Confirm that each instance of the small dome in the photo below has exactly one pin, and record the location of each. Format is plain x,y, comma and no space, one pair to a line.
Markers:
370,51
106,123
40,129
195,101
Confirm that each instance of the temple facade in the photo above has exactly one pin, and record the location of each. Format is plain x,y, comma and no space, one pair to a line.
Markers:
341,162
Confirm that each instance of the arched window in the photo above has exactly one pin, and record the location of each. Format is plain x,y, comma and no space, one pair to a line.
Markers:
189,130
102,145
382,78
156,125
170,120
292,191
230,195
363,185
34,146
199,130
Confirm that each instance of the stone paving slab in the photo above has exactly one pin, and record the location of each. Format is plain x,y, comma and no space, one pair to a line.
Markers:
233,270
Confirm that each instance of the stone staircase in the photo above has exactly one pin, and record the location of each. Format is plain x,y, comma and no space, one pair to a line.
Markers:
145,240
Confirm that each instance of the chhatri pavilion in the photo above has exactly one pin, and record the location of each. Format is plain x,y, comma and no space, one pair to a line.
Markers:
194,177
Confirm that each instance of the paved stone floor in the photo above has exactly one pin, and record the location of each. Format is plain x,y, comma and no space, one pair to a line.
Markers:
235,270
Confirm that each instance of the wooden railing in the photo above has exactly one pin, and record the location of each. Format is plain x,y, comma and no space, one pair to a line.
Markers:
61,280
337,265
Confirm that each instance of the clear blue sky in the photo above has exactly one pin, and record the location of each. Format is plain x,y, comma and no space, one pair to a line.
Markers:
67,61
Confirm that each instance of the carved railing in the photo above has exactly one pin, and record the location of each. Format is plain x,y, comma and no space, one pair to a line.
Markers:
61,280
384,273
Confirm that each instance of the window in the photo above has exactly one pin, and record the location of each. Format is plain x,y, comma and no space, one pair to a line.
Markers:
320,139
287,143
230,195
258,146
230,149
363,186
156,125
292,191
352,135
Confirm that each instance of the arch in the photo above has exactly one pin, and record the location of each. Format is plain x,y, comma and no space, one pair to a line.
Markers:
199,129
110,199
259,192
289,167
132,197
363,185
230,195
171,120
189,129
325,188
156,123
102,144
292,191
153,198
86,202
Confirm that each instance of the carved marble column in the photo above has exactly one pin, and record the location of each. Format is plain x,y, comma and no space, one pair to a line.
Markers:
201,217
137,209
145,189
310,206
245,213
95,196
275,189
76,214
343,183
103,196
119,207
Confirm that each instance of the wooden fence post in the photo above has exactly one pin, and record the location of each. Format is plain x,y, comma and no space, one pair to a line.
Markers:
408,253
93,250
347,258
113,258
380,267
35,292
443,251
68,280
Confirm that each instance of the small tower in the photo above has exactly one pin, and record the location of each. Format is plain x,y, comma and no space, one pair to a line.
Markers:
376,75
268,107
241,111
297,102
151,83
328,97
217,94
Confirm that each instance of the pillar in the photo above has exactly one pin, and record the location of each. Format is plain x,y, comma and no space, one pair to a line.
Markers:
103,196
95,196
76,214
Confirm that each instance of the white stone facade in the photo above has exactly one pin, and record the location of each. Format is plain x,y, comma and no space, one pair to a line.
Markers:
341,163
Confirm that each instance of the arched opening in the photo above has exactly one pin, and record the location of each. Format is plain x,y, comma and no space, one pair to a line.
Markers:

» BRIEF: Rewrite the lines from the one containing "Confirm that each instance of the pillar" through the end of the listing, switching "pillar" to "column" and leaving everything else as it is. Give only those lines.

» RESPONSE:
Confirm that each instance of the column in the photo above has exactly one pin, and record the location of each. Format is plain x,y, comma and no space, one pair to a line.
Markers:
103,196
95,196
76,214
Confirm that each instance of the white stone facade in the photo above has exactly one pin, and record the location of each. Format is plain x,y, comma and no space, one pair to a line.
Markers:
341,163
Confirm that each instance of the arched opening in the photo above has exactly one pin, and record the location of each. Format is plain x,y, comma and no space, one pair to a line.
Markers:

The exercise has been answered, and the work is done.